(Page extract):
+ + + + +

HAMILTON, ON - Last evening, the City completed the process of collecting and submitting more than 55,500 documents to the Commissioner for the Red Hill Valley Parkway (RHVP) Judicial Inquiry. 

Last year, the City began collecting and compiling documents for the Judicial Inquiry. More than three million documents were collected from network drives, hardcopies, document management systems and the mailboxes of over one hundred current and former City employees. The City’s legal team has now submitted more than 55,500 documents relevant to the Commissioner’s request for information. The City will continue to work with the Commissioner and his counsel to disclose any additional documents that may be relevant to the work of the Inquiry.

The City is the first participant to submit all relevant documents in its possession to the Commissioner and expects the other participants to follow suit over the coming weeks. Once the Commissioner receives the relevant documents from the other Inquiry participants, Commission Counsel will begin the process of interviewing witnesses. Ultimately, the Inquiry will result in a hearing and a report from the Commissioner containing his conclusions and recommendations with respect to the issues in the Terms of Reference. 

“The City is providing all necessary documents to the Inquiry to assist the Commissioner with his work so that, at its conclusion, Council and the people of Hamilton better understand issues related to the Red Hill Valley Parkway. We remain committed to diligently working with the Commissioner throughout the process. I want to thank Justice Herman J. Wilton-Siegel and his team for their work to date and look forward to the next steps in the Inquiry and its ultimate findings.”

+ + + + +

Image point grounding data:
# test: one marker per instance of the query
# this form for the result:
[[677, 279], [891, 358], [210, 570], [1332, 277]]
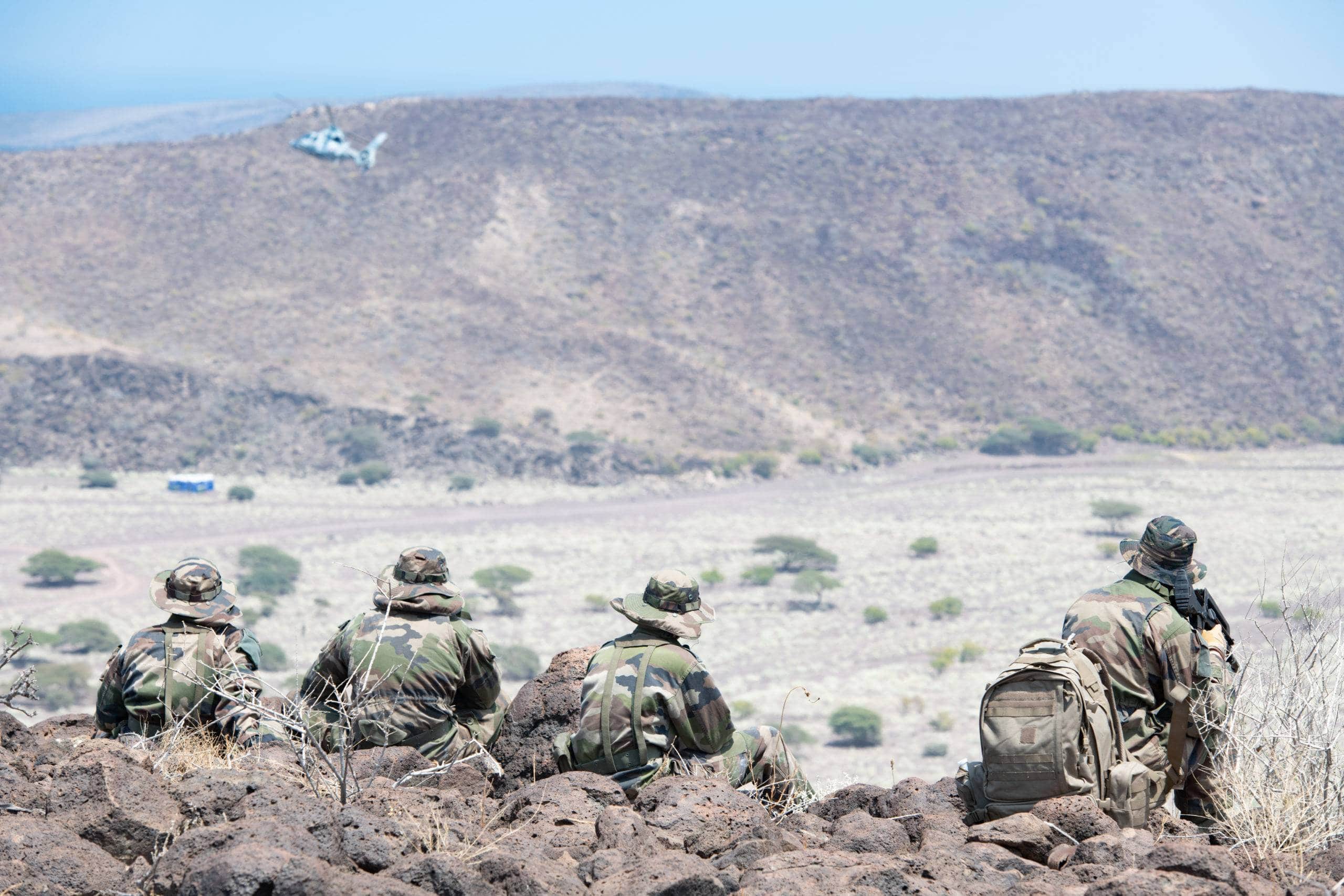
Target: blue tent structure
[[191, 483]]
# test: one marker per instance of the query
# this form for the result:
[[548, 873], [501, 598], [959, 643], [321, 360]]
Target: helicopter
[[330, 143]]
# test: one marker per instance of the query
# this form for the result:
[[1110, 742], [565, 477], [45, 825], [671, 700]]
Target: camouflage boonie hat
[[421, 565], [671, 602], [1166, 550], [193, 589], [421, 577]]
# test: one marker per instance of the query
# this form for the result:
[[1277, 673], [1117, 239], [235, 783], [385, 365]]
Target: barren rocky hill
[[81, 816], [719, 275]]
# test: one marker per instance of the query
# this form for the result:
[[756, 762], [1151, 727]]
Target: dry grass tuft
[[1276, 765]]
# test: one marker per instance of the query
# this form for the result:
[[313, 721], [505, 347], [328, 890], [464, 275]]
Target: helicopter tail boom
[[369, 155]]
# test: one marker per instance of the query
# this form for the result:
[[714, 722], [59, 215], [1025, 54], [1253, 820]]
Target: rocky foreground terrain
[[96, 816]]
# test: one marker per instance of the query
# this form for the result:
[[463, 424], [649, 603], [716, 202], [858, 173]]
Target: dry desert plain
[[1016, 544]]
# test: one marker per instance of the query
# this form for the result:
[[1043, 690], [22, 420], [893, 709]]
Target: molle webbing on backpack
[[622, 649]]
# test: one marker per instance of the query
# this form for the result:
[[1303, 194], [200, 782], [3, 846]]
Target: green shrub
[[942, 659], [816, 583], [62, 684], [1052, 438], [924, 547], [267, 571], [874, 456], [796, 735], [796, 554], [860, 727], [273, 657], [487, 426], [1270, 609], [99, 480], [374, 472], [1113, 512], [761, 575], [361, 444], [1006, 441], [518, 661], [499, 582], [765, 465], [947, 608], [57, 567], [88, 636]]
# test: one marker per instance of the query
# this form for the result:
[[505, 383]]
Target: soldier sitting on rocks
[[197, 668], [413, 672], [1167, 676], [683, 724]]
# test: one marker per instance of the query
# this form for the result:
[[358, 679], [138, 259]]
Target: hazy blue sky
[[94, 53]]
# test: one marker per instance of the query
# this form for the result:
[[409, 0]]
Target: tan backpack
[[1049, 729]]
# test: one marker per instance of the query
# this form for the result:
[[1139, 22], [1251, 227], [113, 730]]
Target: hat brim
[[683, 625], [222, 602], [1140, 563]]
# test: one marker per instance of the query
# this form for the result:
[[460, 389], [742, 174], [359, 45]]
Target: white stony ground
[[1016, 544]]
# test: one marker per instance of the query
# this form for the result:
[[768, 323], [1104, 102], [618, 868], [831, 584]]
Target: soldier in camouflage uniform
[[412, 669], [1159, 664], [174, 671], [683, 724]]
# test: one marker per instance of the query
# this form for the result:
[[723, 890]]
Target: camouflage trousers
[[436, 745], [757, 757]]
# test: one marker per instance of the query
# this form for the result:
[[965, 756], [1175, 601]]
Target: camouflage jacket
[[418, 676], [1151, 653], [680, 710], [167, 673]]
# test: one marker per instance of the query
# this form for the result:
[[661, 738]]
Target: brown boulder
[[850, 800], [664, 873], [1078, 817], [862, 833], [1022, 835], [387, 762], [440, 873], [702, 816], [815, 872], [107, 794], [198, 846], [35, 848], [1122, 849], [545, 707], [1143, 882]]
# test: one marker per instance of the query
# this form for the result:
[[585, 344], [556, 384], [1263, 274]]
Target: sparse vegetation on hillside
[[1113, 513], [499, 582], [267, 571], [796, 554], [518, 661], [54, 567], [857, 726], [924, 547], [88, 636]]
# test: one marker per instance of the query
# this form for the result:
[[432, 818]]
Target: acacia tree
[[796, 554], [1113, 512], [815, 582]]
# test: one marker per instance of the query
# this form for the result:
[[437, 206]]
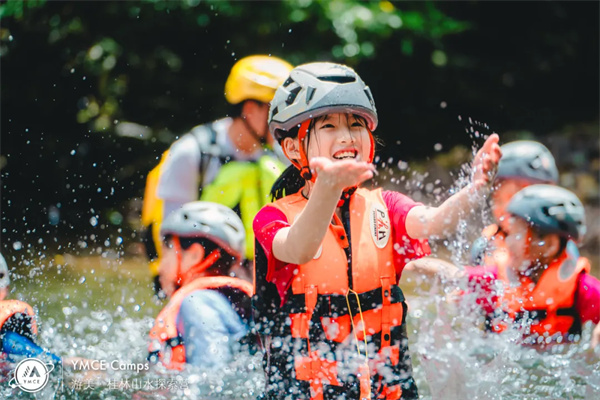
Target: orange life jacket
[[24, 317], [496, 253], [337, 303], [166, 344], [548, 307]]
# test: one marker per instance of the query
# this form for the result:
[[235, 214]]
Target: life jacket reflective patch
[[380, 224], [546, 308], [330, 307], [18, 317], [166, 345]]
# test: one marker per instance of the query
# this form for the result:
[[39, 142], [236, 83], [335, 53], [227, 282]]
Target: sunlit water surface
[[101, 308]]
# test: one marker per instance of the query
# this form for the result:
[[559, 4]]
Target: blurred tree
[[76, 75]]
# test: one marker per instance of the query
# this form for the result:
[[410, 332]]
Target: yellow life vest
[[245, 187]]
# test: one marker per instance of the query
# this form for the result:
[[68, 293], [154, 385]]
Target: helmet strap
[[203, 265], [260, 139]]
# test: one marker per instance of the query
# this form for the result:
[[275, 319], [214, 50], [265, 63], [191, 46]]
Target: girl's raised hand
[[485, 162], [341, 174]]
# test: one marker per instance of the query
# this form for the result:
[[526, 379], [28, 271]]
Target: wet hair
[[221, 266], [290, 181]]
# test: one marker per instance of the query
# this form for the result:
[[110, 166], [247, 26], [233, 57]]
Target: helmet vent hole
[[292, 96], [338, 79], [310, 92]]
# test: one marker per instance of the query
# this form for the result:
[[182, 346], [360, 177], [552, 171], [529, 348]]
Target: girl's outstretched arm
[[299, 243], [423, 222]]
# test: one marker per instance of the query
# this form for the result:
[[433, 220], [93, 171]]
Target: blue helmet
[[529, 160], [550, 209]]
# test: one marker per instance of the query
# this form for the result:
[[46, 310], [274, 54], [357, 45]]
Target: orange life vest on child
[[164, 335], [23, 315], [549, 305], [335, 302]]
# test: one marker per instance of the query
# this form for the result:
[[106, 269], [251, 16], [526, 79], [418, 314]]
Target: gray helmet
[[203, 219], [317, 89], [527, 159], [4, 277], [550, 209]]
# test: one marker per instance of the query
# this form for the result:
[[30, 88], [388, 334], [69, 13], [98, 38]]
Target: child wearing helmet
[[523, 163], [545, 290], [208, 310], [329, 254], [18, 326], [231, 161]]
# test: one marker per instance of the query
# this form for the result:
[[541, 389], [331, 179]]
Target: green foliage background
[[73, 73]]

+ + + + +

(Set of tasks):
1. Quote the part of the Red Hill Valley Parkway inquiry news release that opens with the words containing "The City is the" and closes with "Terms of Reference.".
2. Extend the Red Hill Valley Parkway inquiry news release past the point where it stops.

(Task-by-task answers):
1.
The City is the first participant to submit all relevant documents in its possession to the Commissioner and expects the other participants to follow suit over the coming weeks. Once the Commissioner receives the relevant documents from the other Inquiry participants, Commission Counsel will begin the process of interviewing witnesses. Ultimately, the Inquiry will result in a hearing and a report from the Commissioner containing his conclusions and recommendations with respect to the issues in the Terms of Reference.

2.
- Mayor Fred Eisenberger

While the COVID-19 pandemic means that the Inquiry will likely be different than we had originally anticipated, the City has met the challenge of providing all relevant documents while most staff are working remotely. The City is looking forward to participating in interviews and hearings and learning about the Commissioner’s recommendations at the conclusion of the Inquiry.

City Council is committed to improving transparency and accountability in Hamilton, which is one of the leading reasons Council chose the option of a Judicial Inquiry to investigate the RHVP matter.

For more information about the Judicial Inquiry and to learn how the public can participate, visit

Quick Facts:

  • In March 2019, Hamilton City Council decided to pursue a Judicial Inquiry as the preferred route to investigate the matter of the Tradewind Scientific report assessing friction on the RHVP and how it came to the attention of Council and the public
  • In May 2019, the Honourable Mr. Justice Herman J. Wilton-Siegel was appointed as the Commissioner in the Inquiry
  • Judicial Inquiries are a way for governments to examine issues and problems outside the regular legislative process. They can help communities benefit from independent, neutral examination of public issues. Public inquiries can also help shape public policy and make recommendations that will serve the public in the future.